Tally the lines in the records below that contain the word "water", and give only that number.
····················
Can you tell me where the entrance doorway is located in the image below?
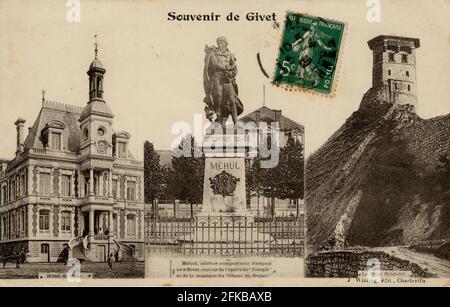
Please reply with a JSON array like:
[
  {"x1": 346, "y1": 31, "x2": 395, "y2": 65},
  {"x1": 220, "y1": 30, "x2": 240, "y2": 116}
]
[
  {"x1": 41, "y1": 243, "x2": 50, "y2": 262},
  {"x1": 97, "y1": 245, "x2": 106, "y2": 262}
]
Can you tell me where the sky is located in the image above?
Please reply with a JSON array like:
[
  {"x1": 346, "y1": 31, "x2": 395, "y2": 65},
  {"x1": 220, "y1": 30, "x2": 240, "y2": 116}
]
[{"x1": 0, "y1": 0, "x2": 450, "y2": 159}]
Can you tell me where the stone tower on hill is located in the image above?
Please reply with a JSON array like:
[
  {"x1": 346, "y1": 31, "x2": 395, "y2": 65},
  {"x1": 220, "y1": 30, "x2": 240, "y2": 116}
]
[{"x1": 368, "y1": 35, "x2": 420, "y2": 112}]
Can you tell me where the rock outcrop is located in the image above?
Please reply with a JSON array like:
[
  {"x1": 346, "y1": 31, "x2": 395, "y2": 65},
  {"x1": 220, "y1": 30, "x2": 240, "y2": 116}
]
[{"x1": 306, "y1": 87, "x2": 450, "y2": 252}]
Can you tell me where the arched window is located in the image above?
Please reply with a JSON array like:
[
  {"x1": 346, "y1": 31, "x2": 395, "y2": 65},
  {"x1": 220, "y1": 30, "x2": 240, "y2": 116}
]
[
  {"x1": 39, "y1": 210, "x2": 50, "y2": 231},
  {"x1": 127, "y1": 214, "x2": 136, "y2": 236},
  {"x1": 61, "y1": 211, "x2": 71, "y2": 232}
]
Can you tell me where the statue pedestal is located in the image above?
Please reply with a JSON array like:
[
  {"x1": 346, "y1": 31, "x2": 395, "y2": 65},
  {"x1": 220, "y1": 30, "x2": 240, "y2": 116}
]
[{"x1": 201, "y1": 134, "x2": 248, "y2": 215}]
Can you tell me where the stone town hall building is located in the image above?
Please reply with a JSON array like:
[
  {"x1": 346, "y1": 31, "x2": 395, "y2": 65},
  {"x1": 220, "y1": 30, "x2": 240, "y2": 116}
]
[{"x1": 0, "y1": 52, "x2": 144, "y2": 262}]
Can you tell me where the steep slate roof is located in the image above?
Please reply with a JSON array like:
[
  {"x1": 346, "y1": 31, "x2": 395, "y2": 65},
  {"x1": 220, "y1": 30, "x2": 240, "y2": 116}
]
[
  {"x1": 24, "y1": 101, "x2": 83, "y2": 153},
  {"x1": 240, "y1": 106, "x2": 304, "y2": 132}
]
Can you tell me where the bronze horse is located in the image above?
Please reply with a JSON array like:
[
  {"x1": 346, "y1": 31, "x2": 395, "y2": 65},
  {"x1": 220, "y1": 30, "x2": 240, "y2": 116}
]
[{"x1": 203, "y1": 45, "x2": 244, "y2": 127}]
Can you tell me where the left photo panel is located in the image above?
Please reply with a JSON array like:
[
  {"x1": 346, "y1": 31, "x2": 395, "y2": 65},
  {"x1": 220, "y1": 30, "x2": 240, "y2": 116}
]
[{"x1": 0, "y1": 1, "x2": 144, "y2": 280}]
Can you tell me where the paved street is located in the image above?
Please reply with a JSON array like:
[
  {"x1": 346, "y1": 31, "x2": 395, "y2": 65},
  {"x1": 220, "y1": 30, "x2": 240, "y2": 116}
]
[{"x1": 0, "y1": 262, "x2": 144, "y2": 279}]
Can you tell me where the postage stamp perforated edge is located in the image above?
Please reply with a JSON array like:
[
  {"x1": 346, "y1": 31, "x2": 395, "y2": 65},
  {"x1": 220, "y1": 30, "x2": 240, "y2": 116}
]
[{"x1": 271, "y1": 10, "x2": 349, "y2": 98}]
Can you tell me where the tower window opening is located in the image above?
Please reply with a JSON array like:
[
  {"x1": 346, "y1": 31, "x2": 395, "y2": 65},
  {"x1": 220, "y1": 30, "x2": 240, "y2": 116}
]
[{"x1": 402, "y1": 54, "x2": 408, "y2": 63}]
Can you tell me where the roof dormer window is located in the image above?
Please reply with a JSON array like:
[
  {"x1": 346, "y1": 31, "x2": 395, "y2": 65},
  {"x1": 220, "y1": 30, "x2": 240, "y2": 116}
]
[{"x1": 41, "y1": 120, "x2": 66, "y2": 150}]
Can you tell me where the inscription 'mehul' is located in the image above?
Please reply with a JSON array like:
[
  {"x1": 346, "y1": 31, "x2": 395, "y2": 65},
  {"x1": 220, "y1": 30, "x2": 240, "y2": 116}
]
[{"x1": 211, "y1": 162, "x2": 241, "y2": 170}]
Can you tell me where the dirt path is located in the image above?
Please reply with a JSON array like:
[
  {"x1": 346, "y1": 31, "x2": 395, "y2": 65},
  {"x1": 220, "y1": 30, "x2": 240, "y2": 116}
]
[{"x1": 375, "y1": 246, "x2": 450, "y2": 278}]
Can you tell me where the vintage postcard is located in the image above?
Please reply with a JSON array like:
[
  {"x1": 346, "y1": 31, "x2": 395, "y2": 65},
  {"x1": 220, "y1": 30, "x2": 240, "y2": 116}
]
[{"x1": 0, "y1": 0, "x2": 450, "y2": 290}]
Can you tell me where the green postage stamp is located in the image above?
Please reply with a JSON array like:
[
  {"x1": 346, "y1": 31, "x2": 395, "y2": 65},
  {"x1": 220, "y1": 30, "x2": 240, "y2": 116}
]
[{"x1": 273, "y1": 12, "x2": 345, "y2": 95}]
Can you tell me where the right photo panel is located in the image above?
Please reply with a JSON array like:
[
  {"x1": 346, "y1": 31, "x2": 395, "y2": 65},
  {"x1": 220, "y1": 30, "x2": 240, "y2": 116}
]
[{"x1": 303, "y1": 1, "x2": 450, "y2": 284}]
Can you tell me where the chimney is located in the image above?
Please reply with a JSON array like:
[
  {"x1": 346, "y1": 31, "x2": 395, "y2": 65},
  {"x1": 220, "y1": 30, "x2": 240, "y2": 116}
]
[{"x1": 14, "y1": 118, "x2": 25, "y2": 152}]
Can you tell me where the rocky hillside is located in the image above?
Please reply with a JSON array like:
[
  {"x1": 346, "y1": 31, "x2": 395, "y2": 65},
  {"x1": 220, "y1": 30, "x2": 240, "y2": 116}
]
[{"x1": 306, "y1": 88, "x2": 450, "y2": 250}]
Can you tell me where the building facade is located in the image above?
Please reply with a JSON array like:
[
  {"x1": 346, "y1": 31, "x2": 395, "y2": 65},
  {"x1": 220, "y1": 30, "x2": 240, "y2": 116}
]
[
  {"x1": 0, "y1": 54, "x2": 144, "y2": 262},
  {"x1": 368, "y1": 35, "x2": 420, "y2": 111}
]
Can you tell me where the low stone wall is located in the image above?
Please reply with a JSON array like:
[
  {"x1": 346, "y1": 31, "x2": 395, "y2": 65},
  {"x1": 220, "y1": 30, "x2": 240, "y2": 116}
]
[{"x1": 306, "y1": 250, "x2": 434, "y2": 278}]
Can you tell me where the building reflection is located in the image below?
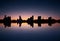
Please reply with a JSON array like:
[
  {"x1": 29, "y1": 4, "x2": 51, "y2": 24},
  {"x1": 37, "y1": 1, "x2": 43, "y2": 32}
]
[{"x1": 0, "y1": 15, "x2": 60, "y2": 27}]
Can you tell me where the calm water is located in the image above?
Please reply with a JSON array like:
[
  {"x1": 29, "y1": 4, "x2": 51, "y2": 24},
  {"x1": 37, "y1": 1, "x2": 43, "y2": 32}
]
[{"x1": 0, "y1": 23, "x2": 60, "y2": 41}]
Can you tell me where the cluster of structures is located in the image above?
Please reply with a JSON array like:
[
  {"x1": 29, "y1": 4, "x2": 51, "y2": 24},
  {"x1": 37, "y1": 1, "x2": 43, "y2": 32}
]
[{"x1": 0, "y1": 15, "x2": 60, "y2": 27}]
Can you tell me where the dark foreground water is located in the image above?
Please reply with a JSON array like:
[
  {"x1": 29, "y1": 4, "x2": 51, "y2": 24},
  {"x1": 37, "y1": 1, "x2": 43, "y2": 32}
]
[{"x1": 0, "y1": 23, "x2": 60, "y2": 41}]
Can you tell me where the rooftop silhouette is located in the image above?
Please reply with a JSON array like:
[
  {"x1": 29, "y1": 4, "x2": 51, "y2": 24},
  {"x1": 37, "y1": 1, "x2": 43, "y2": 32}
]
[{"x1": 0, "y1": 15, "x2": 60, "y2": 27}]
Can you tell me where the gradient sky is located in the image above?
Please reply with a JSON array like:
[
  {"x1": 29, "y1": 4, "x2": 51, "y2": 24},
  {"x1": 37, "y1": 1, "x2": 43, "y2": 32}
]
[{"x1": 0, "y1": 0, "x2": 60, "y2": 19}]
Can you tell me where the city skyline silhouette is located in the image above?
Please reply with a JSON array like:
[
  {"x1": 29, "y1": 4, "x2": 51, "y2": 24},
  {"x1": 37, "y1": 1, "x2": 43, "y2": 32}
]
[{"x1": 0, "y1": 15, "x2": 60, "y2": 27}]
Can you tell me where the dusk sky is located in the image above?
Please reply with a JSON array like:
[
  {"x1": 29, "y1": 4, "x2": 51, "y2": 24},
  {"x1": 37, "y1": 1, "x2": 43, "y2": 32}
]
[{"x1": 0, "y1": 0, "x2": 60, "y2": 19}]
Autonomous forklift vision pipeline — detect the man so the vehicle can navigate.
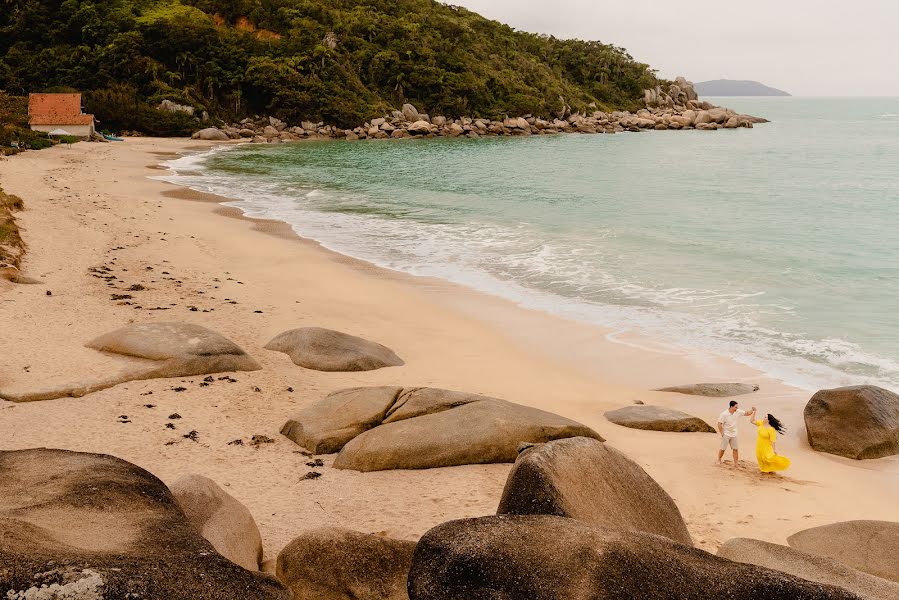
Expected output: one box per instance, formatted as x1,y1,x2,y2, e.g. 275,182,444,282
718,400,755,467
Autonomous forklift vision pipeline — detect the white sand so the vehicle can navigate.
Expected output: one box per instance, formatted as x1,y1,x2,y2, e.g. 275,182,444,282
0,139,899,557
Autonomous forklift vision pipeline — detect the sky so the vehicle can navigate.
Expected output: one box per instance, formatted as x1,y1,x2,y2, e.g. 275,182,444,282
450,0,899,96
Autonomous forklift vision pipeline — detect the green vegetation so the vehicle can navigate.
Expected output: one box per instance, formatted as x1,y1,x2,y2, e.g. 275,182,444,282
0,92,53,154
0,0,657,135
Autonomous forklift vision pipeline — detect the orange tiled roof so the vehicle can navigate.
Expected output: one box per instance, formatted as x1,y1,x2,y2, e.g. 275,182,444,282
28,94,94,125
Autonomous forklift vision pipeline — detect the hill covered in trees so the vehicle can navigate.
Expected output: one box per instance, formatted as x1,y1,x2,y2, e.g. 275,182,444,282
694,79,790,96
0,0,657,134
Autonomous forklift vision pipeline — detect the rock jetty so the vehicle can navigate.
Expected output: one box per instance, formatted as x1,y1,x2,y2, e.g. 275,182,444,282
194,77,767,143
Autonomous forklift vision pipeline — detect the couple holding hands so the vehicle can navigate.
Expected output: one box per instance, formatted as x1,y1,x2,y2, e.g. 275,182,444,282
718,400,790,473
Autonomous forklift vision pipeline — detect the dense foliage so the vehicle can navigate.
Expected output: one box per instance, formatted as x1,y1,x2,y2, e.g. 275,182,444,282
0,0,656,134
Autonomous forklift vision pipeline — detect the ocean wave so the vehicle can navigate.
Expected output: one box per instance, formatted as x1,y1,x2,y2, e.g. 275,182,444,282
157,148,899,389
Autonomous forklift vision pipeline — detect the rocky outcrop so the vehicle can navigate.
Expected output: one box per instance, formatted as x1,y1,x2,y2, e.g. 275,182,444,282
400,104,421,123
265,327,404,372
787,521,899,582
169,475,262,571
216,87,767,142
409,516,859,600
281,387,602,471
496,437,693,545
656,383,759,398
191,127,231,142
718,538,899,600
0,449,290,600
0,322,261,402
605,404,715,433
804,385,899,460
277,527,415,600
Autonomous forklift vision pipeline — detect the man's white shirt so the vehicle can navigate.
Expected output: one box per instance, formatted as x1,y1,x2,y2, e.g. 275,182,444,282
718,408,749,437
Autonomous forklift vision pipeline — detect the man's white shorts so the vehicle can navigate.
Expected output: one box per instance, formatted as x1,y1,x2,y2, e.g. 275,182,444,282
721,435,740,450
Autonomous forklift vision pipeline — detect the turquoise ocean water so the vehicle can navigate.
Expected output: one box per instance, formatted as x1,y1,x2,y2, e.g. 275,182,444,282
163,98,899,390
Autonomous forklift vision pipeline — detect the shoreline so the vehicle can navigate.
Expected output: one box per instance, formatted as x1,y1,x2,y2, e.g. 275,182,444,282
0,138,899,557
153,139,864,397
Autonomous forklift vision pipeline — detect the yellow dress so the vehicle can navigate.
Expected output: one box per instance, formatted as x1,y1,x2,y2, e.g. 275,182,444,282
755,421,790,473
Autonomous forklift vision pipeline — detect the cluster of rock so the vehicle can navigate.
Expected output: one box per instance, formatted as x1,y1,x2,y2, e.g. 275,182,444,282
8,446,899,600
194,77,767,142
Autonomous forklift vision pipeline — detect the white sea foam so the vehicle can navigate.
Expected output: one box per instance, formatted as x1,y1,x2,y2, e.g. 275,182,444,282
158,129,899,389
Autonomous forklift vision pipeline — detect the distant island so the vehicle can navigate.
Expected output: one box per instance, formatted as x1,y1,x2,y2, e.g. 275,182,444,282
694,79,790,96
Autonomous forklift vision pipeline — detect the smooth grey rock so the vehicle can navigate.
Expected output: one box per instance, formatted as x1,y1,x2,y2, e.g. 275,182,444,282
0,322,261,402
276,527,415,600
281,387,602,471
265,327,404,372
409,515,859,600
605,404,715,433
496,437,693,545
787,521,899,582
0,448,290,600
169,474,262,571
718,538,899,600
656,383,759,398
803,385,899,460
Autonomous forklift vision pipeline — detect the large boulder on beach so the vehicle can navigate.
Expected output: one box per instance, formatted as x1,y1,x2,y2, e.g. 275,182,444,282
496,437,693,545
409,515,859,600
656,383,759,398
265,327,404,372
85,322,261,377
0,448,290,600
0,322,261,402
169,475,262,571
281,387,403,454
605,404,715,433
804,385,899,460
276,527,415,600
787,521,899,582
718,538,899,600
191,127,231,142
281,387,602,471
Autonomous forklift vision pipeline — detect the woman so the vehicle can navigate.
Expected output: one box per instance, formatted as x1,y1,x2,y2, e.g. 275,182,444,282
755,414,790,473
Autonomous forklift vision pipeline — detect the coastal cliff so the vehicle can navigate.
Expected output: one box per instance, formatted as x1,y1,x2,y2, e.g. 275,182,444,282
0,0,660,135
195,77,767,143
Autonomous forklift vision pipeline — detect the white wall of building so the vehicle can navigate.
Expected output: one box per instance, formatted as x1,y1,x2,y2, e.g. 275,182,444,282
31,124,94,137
····················
RIGHT ANSWER: 3